Excerpt from a dataset
▼
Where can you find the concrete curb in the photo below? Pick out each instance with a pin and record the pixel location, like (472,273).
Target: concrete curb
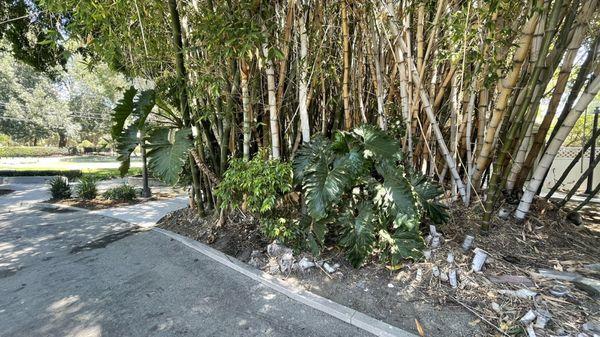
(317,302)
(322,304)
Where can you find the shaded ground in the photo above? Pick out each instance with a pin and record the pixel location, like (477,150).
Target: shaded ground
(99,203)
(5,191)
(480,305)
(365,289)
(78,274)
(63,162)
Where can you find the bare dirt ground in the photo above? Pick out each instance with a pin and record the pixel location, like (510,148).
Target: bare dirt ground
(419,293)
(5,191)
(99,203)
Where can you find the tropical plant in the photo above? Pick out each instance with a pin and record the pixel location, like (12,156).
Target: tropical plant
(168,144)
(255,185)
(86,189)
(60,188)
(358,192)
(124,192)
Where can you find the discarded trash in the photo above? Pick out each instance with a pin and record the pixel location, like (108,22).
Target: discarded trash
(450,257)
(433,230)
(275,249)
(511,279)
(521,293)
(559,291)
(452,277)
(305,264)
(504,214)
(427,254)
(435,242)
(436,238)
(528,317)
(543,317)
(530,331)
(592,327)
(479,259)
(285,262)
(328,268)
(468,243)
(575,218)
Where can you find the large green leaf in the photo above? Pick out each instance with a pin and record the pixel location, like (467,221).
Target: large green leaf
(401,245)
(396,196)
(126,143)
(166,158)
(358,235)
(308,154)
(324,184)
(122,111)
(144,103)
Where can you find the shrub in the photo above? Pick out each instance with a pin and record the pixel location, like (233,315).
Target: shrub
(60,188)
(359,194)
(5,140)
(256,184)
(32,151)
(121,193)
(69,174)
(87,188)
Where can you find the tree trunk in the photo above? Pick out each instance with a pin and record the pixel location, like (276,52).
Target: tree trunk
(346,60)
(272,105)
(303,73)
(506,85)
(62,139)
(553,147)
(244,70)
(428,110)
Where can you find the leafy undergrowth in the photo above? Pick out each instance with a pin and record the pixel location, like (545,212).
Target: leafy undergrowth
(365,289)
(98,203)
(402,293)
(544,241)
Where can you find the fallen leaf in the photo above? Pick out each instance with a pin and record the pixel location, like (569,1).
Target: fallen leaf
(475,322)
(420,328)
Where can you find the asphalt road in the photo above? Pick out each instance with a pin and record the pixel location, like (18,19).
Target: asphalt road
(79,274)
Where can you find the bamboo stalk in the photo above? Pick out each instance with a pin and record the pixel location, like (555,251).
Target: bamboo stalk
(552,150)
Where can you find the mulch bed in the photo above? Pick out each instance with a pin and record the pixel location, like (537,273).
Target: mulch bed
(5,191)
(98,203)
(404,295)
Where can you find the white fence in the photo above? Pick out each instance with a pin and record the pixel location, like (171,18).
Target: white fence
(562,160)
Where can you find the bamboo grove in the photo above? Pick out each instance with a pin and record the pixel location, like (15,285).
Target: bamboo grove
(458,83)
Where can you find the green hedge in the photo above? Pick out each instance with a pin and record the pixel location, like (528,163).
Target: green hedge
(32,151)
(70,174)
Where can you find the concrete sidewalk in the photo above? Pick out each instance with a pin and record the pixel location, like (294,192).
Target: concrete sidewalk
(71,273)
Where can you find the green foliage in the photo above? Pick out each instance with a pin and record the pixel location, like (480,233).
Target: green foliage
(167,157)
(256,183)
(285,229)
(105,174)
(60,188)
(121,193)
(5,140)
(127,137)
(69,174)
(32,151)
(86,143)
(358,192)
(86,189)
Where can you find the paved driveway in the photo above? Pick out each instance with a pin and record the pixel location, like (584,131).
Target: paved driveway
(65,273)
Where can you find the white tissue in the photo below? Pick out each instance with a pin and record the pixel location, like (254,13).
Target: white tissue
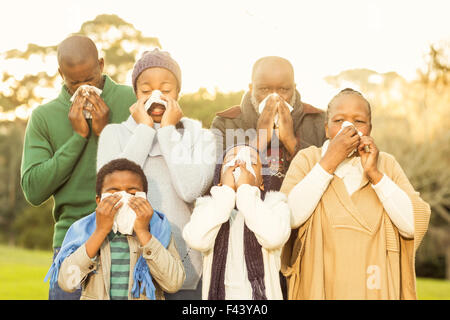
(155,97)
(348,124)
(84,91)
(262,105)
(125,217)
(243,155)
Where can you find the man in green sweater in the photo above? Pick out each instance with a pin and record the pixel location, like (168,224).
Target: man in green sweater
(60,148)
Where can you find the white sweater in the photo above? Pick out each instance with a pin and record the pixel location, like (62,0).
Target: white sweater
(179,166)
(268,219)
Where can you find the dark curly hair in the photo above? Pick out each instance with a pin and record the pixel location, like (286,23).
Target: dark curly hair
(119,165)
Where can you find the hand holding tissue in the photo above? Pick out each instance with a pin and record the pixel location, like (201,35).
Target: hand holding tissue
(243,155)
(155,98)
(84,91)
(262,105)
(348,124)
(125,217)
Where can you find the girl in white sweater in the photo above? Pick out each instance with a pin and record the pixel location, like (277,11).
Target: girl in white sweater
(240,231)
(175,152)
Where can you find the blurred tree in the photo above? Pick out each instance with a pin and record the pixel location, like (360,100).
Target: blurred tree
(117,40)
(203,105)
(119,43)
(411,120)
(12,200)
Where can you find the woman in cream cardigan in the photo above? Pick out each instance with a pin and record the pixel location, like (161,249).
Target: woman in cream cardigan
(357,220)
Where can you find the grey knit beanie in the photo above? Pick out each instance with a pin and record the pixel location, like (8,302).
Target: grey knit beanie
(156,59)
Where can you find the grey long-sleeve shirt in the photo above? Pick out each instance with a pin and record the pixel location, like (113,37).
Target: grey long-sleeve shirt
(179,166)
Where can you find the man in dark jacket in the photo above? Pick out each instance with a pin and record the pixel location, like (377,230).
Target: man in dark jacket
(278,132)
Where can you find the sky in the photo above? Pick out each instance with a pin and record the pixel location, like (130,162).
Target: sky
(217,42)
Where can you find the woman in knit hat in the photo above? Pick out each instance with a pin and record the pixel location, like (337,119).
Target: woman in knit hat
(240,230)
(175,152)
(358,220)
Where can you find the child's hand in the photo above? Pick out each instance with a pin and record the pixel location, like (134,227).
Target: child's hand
▲
• **Aim of the exercise**: Present every line of the data above as a numbered list, skipping blank lines and leaving the pictures out.

• **Solution to this exercise**:
1. Where can you find the concrete curb in the photo below? Pick out each instance with a pin and record the pixel location, like (472,273).
2. Target: concrete curb
3. (317,302)
4. (322,304)
5. Where can you find the shaded ground in the photo above? Pick out each instance with a pin and record the pixel location, like (477,150).
6. Target: shaded ground
7. (99,203)
8. (5,191)
9. (480,305)
10. (365,289)
11. (78,274)
12. (63,162)
13. Where can you find the bare dirt ground in the photo above? Pick out each instance with a pin and record the pixel location, like (510,148).
14. Target: bare dirt ground
15. (419,293)
16. (5,191)
17. (99,203)
18. Where can you find the tropical plant in the photo above? Pick out each instance with a pin and record the pixel location, like (12,156).
19. Target: tropical plant
20. (168,144)
21. (255,185)
22. (86,189)
23. (60,188)
24. (358,192)
25. (124,192)
26. Where can you find the discarded trash in the photo above? Pick out each instance with a pin and record the pixel location, like (108,22).
27. Target: discarded trash
28. (450,257)
29. (433,230)
30. (275,249)
31. (511,279)
32. (521,293)
33. (559,291)
34. (452,277)
35. (305,264)
36. (504,214)
37. (427,254)
38. (435,242)
39. (436,238)
40. (528,317)
41. (543,317)
42. (530,331)
43. (592,327)
44. (479,259)
45. (285,262)
46. (328,268)
47. (468,243)
48. (575,218)
49. Where can you find the large green leaf in the photo above? Pick out each instance with a pin and record the pixel location, like (467,221).
50. Target: large green leaf
51. (401,245)
52. (396,196)
53. (126,143)
54. (166,158)
55. (358,235)
56. (308,154)
57. (324,184)
58. (122,111)
59. (144,103)
60. Where can you find the shrub in the photo above? Pick out each instance with a pin and record the pixel location, like (233,315).
61. Target: shrub
62. (60,188)
63. (359,194)
64. (5,140)
65. (256,184)
66. (32,151)
67. (121,193)
68. (69,174)
69. (87,188)
70. Where can you find the tree trunk in the photo above? Pick out each instance with a pin and record the pixel location, like (276,52).
71. Target: tree trunk
72. (346,60)
73. (272,105)
74. (303,73)
75. (506,85)
76. (62,139)
77. (553,147)
78. (244,70)
79. (428,110)
80. Where can you find the leafy undergrowth in the photo above? Pick out each instance with a pin and record the pixel location, like (545,212).
81. Target: leafy undergrowth
82. (365,289)
83. (98,203)
84. (402,293)
85. (544,241)
86. Where can you find the fallen leaf in the photo above? Pick out each instance with a pin and record the pixel location, like (569,1).
87. Target: fallen leaf
88. (475,322)
89. (420,328)
90. Where can you find the asphalt road in the photo above? Pick out each instance with a pin and record the pixel location, like (18,19).
91. Target: asphalt road
92. (79,274)
93. Where can you find the bamboo stalk in the photo above? Pick out each instance with a pin and record the pixel location, like (555,251).
94. Target: bamboo stalk
95. (552,150)
96. Where can you find the mulch bed in the photo above? Pick out each instance with a pin and record the pixel location, like (537,273).
97. Target: mulch bed
98. (5,191)
99. (98,203)
100. (404,295)
101. Where can you find the white fence in the photo above? Pick out each instance with a pin and record the pixel location, like (171,18).
102. Target: white fence
103. (562,160)
104. Where can you find the bamboo grove in the photo above? Pick out each instance with a pin and record the pixel location, like (15,285).
105. Target: bamboo grove
106. (458,83)
107. Where can you find the green hedge in the photo above? Pick out each instance with a pin and record the pixel location, like (528,163).
108. Target: green hedge
109. (32,151)
110. (70,174)
111. Where can you find the concrete sidewalk in the photo above? Pick out each instance with a pin and record the pixel location, like (294,192).
112. Target: concrete sidewalk
113. (71,273)
114. Where can you find the green foliage in the photo above? Pick out each instance with a pin and record the pixel location, like (480,233).
115. Target: green foliage
116. (167,157)
117. (256,183)
118. (285,229)
119. (105,174)
120. (60,188)
121. (121,193)
122. (5,140)
123. (127,137)
124. (69,174)
125. (32,151)
126. (86,143)
127. (358,192)
128. (86,189)
129. Where can you find the paved driveway in the photo above? Pick out each instance with a pin and record the pixel location, like (584,131).
130. Target: paved driveway
131. (65,273)
132. Where can you find the white tissue in the photo below? Pick out each instance with a pin and record the pixel location, like (254,13).
133. Target: white tissue
134. (155,97)
135. (348,124)
136. (84,91)
137. (262,105)
138. (125,217)
139. (243,155)
140. Where can you find the man in green sweater in the photo above? Pick out each instance with a pin and record the pixel location, like (168,224).
141. Target: man in green sweater
142. (60,148)
143. Where can you find the white sweater in the photo above? Pick out each instance with a pin and record the pixel location, like (62,0).
144. Target: white sweater
145. (179,166)
146. (268,219)
147. Where can you find the dark curly hair in the photo above? Pick out each instance with a pin and record the pixel location, like (286,23).
148. Target: dark curly hair
149. (119,165)
150. Where can you find the hand holding tissue in the photo above? Pick out each instance with a pin and record the pixel location, like (201,35).
151. Target: hand holding tissue
152. (243,155)
153. (155,98)
154. (84,91)
155. (262,105)
156. (348,124)
157. (125,217)
158. Where can you find the girl in white sweater in the photo above? Pick out each instance with a pin and record the pixel location, like (277,11).
159. Target: girl in white sweater
160. (240,231)
161. (175,152)
162. Where can you find the blurred tree in the photo above? Pick out each instance with a pin and record the pixel location, like (360,100).
163. Target: blurred tree
164. (117,40)
165. (203,105)
166. (119,43)
167. (411,120)
168. (12,200)
169. Where can you find the woman in cream cardigan in the photo above? Pick out each instance with a pin and record the pixel location, like (161,249).
170. Target: woman in cream cardigan
171. (357,220)
172. Where can you find the grey knit beanie in the photo above? Pick out each instance with a pin and record the pixel location, like (8,302).
173. Target: grey knit beanie
174. (156,59)
175. Where can you find the grey long-sleeve shirt in the photo above? Pick out each instance with a pin and record the pixel location, like (113,37).
176. Target: grey long-sleeve shirt
177. (179,166)
178. Where can you find the man in dark jacket in the photo above? Pick out each instance with a pin and record the pixel location, like (377,230).
179. Target: man in dark jacket
180. (278,132)
181. Where can you find the sky in the photo above? Pick out each instance with a pin and record the pixel location, like (130,162).
182. Target: sky
183. (217,42)
184. Where can you find the woman in knit hat in the photo above? Pick out each instance with a pin and record the pixel location, like (337,119).
185. Target: woman in knit hat
186. (240,230)
187. (175,152)
188. (358,220)
189. Where can you find the child's hand in the photo above? Pick out each instance with a pin and record the pixel location, like (134,227).
190. Target: child's hand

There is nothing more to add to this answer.